Your task >> Nothing may differ between your reply and the listing that follows.

Start of Source material

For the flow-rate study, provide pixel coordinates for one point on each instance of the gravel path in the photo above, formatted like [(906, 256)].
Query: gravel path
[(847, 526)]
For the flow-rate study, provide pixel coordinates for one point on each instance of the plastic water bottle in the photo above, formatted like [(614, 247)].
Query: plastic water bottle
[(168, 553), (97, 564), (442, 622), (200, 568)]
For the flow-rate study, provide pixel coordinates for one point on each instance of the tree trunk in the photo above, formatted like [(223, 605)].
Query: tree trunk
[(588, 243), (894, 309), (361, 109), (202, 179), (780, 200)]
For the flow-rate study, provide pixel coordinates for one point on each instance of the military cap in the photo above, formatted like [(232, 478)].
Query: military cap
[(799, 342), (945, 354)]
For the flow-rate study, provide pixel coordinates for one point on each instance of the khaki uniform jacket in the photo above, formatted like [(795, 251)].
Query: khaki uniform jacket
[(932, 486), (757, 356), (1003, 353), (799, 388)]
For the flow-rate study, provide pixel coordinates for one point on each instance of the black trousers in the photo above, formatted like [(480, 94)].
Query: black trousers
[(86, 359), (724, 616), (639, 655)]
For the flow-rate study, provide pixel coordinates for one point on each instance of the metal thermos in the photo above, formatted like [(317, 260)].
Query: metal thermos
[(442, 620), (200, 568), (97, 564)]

End of Source material

Solution >>
For the flow-rate study, provide pixel coordinates for one point on each instance of the gravel path in the photo above, formatted like [(906, 256)].
Query: gravel path
[(847, 526)]
For the flow-rate study, provide pixel coordinates for one point on each instance of the plastic water bottle in the photo above, formatted like [(614, 247)].
Query: plastic water bottle
[(168, 553), (97, 564), (442, 622), (200, 568)]
For the flow-rate study, provide pixel coordinates for one point on each instance of the tree trunk in the photo above, formatted like [(223, 605)].
Query: tree trunk
[(588, 243), (894, 309), (361, 109), (202, 179), (780, 200)]
For the flow-rate study, provide pixel coordinates for one point on each instance of the military cap in the photo above, formatted like [(232, 478)].
Query: military cap
[(799, 342), (945, 354)]
For the flow-rate study, provide pixel coordinates for one point on each instance of the khaki uniform jacket in the photo above, formatted like [(795, 251)].
Query: khaki uniform jacket
[(932, 486), (757, 356), (1003, 353), (799, 388)]
For the flow-rate study, provide pixel coordinates for one point on each instance of the black trousers in the photo above, formatted like [(480, 94)].
Query: black trousers
[(86, 359), (724, 616), (639, 655)]
For the flow-rate study, provide pixel coordinates for one point on each instance of the metal thermos in the photo above, formatted like [(317, 260)].
Query: metal thermos
[(442, 620), (200, 568), (97, 564)]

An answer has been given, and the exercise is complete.